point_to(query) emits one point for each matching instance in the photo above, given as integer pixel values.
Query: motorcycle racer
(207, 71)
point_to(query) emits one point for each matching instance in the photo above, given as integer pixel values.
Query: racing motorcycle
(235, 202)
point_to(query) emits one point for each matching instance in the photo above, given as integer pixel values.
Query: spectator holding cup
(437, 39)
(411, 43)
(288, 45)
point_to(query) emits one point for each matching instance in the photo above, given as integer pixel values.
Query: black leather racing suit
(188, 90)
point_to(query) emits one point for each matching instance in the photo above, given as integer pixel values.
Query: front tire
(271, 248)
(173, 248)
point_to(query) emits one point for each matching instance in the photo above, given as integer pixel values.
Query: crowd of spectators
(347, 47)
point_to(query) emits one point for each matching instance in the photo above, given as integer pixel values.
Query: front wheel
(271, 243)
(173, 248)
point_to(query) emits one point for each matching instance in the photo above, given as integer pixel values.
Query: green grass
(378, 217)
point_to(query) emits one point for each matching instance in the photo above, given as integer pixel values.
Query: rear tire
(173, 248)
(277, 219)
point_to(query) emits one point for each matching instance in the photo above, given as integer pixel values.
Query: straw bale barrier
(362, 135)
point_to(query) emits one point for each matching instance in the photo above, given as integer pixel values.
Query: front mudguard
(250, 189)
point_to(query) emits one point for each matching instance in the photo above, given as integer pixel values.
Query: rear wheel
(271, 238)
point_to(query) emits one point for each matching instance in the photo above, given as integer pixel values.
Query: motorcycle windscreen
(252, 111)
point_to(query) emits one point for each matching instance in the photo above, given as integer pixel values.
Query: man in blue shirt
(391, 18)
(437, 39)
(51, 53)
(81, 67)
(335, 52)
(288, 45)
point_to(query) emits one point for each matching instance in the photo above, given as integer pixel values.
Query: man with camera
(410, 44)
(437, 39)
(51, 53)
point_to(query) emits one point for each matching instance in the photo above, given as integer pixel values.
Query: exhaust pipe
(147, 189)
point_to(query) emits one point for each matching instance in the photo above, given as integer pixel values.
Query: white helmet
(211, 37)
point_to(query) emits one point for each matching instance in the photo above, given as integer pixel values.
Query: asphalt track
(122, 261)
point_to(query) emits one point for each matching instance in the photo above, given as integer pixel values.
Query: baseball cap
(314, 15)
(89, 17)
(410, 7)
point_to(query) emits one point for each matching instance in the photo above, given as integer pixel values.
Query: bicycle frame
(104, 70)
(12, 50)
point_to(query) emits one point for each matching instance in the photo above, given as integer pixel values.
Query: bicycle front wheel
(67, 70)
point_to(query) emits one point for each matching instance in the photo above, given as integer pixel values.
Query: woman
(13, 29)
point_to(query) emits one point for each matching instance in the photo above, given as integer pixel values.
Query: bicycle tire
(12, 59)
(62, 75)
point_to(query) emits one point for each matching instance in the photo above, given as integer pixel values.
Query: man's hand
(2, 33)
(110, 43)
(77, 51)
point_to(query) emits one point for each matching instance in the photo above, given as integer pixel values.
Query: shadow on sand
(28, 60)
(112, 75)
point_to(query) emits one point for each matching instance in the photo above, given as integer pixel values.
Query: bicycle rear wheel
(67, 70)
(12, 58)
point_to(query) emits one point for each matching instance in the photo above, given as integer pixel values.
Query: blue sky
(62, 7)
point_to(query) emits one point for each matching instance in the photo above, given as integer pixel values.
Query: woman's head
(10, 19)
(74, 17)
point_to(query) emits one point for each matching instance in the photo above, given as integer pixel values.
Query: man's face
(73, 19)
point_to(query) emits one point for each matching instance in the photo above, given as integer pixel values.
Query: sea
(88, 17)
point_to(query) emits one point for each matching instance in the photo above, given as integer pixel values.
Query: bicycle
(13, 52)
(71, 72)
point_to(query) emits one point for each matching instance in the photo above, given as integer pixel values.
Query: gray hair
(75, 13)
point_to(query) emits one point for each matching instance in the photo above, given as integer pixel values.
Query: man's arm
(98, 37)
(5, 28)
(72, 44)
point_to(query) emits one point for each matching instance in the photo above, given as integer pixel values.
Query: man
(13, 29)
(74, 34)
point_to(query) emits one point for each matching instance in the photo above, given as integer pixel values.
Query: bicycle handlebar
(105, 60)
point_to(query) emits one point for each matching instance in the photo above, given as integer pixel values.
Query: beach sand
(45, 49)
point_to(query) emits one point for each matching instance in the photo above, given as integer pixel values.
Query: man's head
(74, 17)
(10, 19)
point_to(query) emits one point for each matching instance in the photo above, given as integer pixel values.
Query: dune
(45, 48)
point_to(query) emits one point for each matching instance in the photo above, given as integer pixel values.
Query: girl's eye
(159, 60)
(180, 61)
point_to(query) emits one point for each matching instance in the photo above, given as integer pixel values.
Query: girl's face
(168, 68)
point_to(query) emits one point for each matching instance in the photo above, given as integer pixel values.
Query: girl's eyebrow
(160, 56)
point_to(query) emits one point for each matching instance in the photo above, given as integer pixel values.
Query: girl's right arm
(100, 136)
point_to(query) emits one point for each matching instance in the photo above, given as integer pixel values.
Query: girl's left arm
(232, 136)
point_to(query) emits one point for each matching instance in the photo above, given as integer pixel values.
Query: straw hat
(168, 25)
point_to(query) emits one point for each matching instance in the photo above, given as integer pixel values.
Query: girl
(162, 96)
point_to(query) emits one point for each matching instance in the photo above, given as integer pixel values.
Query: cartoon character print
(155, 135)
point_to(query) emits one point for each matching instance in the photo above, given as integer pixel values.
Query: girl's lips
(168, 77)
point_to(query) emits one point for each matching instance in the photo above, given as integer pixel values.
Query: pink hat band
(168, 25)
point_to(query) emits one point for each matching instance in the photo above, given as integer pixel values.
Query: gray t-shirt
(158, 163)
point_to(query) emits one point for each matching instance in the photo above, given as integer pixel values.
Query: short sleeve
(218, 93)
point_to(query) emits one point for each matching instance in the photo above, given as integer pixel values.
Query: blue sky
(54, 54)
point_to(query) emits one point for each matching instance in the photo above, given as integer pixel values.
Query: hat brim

**Work required**
Could you retype all of the records above exactly as they appear?

**Answer space**
point_to(query) emits one point for each matching instance in the photo above, given as integer pixel values.
Query: motorcycle racer
(207, 71)
point_to(query) emits one point for each matching instance in the photo above, given as integer pixel values.
Query: racing motorcycle
(235, 202)
point_to(query) emits one point for each matching instance in the photo above, given as integer pixel values.
Query: spectator holding cup
(437, 39)
(411, 43)
(288, 45)
point_to(query) emits one point for each matching instance in the photo above, given as integer pixel values.
Query: black leather racing suit
(188, 90)
point_to(query) emits one point for each matching instance in the photo above, given as integer pixel values.
Query: front tire
(271, 248)
(173, 248)
point_to(query) emits one point for each matching instance in the photo above, given as integer pixel values.
Query: crowd of spectators
(347, 47)
point_to(query) emits one point for each matching instance in the photo above, given as integer pixel values.
Query: front wheel
(271, 243)
(173, 248)
point_to(query) emits one point for each matching instance in the photo above, given as integer pixel values.
Query: green grass
(378, 217)
point_to(query) emits one point for each matching instance in the photo above, given as integer pixel values.
Query: rear tire
(173, 248)
(277, 219)
point_to(query) emits one point for each matching instance in the photo above, given as integer pixel values.
Query: straw bale barrier
(362, 135)
point_to(query) emits one point for each matching instance in the photo above, given as integer pixel values.
Query: front mudguard
(250, 189)
point_to(query) emits one point for each matching instance in the photo above, given as integer pixel values.
Query: rear wheel
(271, 238)
point_to(query) emits one point for each matching instance in the photo above, given as integer pixel values.
Query: motorcycle windscreen
(252, 111)
point_to(query) emits one point for each matching instance in the photo above, given as integer pixel values.
Query: man in blue shirt
(391, 18)
(437, 39)
(51, 53)
(81, 67)
(335, 52)
(288, 45)
point_to(query) emits one point for each matching instance in the photo above, given as integer pixel values.
Query: man with camera
(410, 44)
(437, 39)
(51, 53)
point_to(query) emits one point for each matching instance in the photo above, given as integer pixel values.
Query: exhaust pipe
(147, 189)
point_to(query) emits one point for each matching instance in the photo above, given as integer pixel values.
Query: white helmet
(211, 37)
point_to(query) emits one point for each matching instance in the photo above, given as integer pixel values.
Query: asphalt track
(122, 261)
point_to(query) emits one point for each matching instance in the photo above, given as integer pixel values.
Query: baseball cap
(314, 15)
(89, 17)
(410, 7)
point_to(query) emits one point for each matching instance in the photo above, given as integer pixel values.
Query: bicycle frame
(104, 70)
(12, 50)
point_to(query) emits one point for each matching instance in the photo above, given as integer pixel values.
Query: bicycle front wheel
(67, 70)
point_to(query) emits one point for each matching instance in the photo above, given as integer pixel values.
Query: woman
(13, 29)
point_to(query) emits one point for each matching instance in the photo above, given as integer pixel values.
Query: bicycle tire
(12, 59)
(62, 75)
point_to(query) emits one point for each matching instance in the photo above, given as integer pixel values.
Query: man's hand
(2, 33)
(110, 43)
(77, 51)
point_to(query) emits one point for each matching instance in the photo above, given as integer pixel values.
Query: shadow on sand
(28, 60)
(112, 75)
point_to(query) emits one point for each matching instance in the photo above, given as integer pixel values.
Query: bicycle rear wheel
(67, 70)
(12, 58)
point_to(query) emits one point for each matching instance in the photo above, given as integer pixel values.
Query: blue sky
(62, 7)
point_to(query) emits one point for each matching instance in the photo above, given as integer pixel values.
Query: woman's head
(10, 19)
(74, 17)
point_to(query) emits one point for each matching instance in the photo above, given as integer pixel values.
Query: man's face
(73, 19)
point_to(query) emits one point for each matching instance in the photo above, given as integer pixel values.
Query: sea
(88, 17)
point_to(query) emits one point for each matching instance in the photo above, given as integer pixel values.
Query: bicycle
(13, 52)
(71, 72)
point_to(query) emits one point for each matching instance in the photo above, given as integer pixel values.
Query: gray hair
(75, 13)
point_to(query) emits one point for each matching instance in the photo above, given as integer pixel values.
Query: man's arm
(98, 37)
(5, 28)
(72, 44)
point_to(query) emits one point for each matching instance in the photo above, given as integer pixel values.
Query: man
(13, 29)
(74, 34)
point_to(query) emits one point for each matching instance in the photo above, given as integer pixel values.
Query: bicycle handlebar
(105, 60)
point_to(query) emits one point for each matching instance in the photo above, given as integer pixel values.
Query: beach sand
(45, 49)
point_to(query) emits one point for each matching instance in the photo above, given as integer pixel values.
Query: man's head
(74, 17)
(10, 19)
point_to(query) emits one point for each matching instance in the photo above, given as integer pixel values.
Query: dune
(45, 48)
point_to(query) emits one point for each matching instance in the photo above, given as integer pixel values.
Query: girl's eye
(159, 60)
(180, 61)
point_to(query) emits one point for each matching instance in the photo above, given as integer pixel values.
Query: girl's face
(168, 68)
point_to(query) emits one point for each matching instance in the photo above, given as integer pixel values.
Query: girl's eyebrow
(160, 56)
point_to(query) emits one point for each matching instance in the photo above, given as integer pixel values.
Query: girl's right arm
(100, 136)
point_to(query) emits one point for each matching instance in the photo above, given as integer pixel values.
Query: girl's left arm
(232, 136)
point_to(query) emits one point for each matching instance in the photo above, given as integer pixel values.
Query: straw hat
(168, 25)
point_to(query) emits one point for each matching instance in the photo above, given as integer pixel values.
Query: girl
(162, 96)
point_to(query) emits one point for each matching instance in the photo above, given as integer pixel values.
Query: cartoon character print
(155, 135)
point_to(query) emits one point for each matching instance in the photo above, given as integer pixel values.
Query: girl's lips
(168, 77)
point_to(query) emits one point for each matching instance in the photo above, given as integer pixel values.
Query: pink hat band
(168, 25)
point_to(query) emits one point for each matching instance in the photo above, given as integer pixel values.
Query: gray t-shirt
(158, 163)
point_to(query) emits one point for each matching instance in the photo above, given as integer pixel values.
Query: short sleeve
(218, 93)
point_to(query) emits one point for each matching instance in the photo above, given as integer pixel values.
Query: blue sky
(54, 54)
point_to(query) emits one point for each matching instance in the photo above, given as integer pixel values.
Query: hat brim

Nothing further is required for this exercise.